Signs on seats at Incheon Airport ask passengers to socially distance. (Yonhap)
Signs on seats at Incheon Airport ask passengers to socially distance. (Yonhap)

South Korea has conducted whole-genome sequencing on less than 0.1 percent of cases that occurred over its omicron outbreak to date, far below the World Health Organization’s recommendation of 5 percent.

The lack of surveillance means Korea may lose sight of the next concerning variant coming its way, and let that variant spread undetected in the community, experts warn.

The Korea Disease Control and Prevention Agency said in a written response to The Korea Herald on Wednesday afternoon, “Since omicron began to dominate in January, 12,107 counts of whole-genome sequencing have been carried out to date, and among them one recombinant variant was confirmed, the XL.”

This means that Korea has sequenced only around 0.08 percent of nearly 15 million cases that were confirmed here since January.

Korea is lagging behind other countries in variant surveillance, according to data from GSAID, the global database for sharing SARS-CoV-2 genome sequences.

GSAID data updated Wednesday showed Korea had submitted only 6,687 omicron sequences, which compares with the UK’s 1,054,541, the US’ 820,206, Germany’s 183,813, Japan’s 65,719 and Australia’s 34,704. In terms of overall sequencing rate, Korea ranked 106th in the world, at 1.87 sequences per 1,000 cases.

Korea, which has seen one of the highest omicron rates globally, faces greater risks of new variants emerging than elsewhere in the world, according to Dr. Paik Soon-young, a professor emeritus of microbiology at Catholic University of Korea.

He said BA.1, the original omicron virus, and its “sister” BA.2 circulated together for much longer here than in other countries. “Naturally that greatly raises the risk of the two widely circulating variants recombining and spawning new versions of themselves,” he said, refuting the KDCA’s earlier assessments.

Segmentation mask data
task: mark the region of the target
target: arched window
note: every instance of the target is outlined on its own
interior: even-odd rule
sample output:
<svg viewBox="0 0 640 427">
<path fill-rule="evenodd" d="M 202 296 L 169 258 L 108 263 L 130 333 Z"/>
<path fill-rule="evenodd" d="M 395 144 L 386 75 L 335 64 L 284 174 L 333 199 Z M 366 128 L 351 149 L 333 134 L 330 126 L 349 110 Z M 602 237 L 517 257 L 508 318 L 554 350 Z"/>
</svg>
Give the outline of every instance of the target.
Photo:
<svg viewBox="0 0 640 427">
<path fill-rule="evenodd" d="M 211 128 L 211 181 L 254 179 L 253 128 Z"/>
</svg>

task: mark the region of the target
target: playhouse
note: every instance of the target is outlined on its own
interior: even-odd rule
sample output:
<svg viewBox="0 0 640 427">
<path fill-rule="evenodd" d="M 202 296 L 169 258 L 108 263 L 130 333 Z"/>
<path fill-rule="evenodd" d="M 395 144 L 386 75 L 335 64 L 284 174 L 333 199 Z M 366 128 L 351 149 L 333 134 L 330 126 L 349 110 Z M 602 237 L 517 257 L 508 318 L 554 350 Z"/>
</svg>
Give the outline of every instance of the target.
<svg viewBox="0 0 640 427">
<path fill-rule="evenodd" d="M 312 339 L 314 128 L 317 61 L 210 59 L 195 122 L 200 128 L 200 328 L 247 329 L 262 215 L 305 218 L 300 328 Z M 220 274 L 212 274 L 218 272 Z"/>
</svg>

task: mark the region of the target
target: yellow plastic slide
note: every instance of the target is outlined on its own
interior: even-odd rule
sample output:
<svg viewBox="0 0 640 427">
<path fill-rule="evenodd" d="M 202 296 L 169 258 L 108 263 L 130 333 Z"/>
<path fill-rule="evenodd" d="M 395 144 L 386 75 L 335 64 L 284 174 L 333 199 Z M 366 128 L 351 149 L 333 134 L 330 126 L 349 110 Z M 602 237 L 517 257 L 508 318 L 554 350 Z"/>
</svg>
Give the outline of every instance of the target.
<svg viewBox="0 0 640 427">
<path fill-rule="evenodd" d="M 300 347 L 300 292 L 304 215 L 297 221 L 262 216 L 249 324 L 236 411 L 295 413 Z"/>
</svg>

Activities
- A) According to the article on South Korea's omicron sequencing, where did Korea rank in the world for overall sequencing rate?
- B) Continue the article on South Korea's omicron sequencing after its last sentence.

Answers to the tasks
- A) 106th, at 1.87 sequences per 1,000 cases.

- B)
Lee Sang-won, head of the KDCA’s epidemiological analysis team, said during Tuesday’s briefing that, “Despite substantial monitoring the incidence of a recombinant variant, which is a merge of two strains, appears to be low in Korea.” “While BA.1 and BA.2 circulated at the same time in Korea, the overlapping period was relatively short compared to other countries,” he said.

But Paik pointed out BA.1 and BA.2 overlapped for a longer period here than in other countries. After the first cases of BA.2 cases were found here in the last week of January, BA.2’s share rose steadily to account for more than 50 percent of analyzed cases by the third week of March.

“BA.1 still makes up around 15 percent of analyzed cases according to recent KDCA reports. In March the shares of BA.1 and BA.2 were about 50-50,” he said.

“In Korea more so than in other countries, there are higher probabilities of a new variant with novel combinations arising, which makes extensive monitoring crucial. Prior variants of concern were imported, but now one might be brewing right here at home.”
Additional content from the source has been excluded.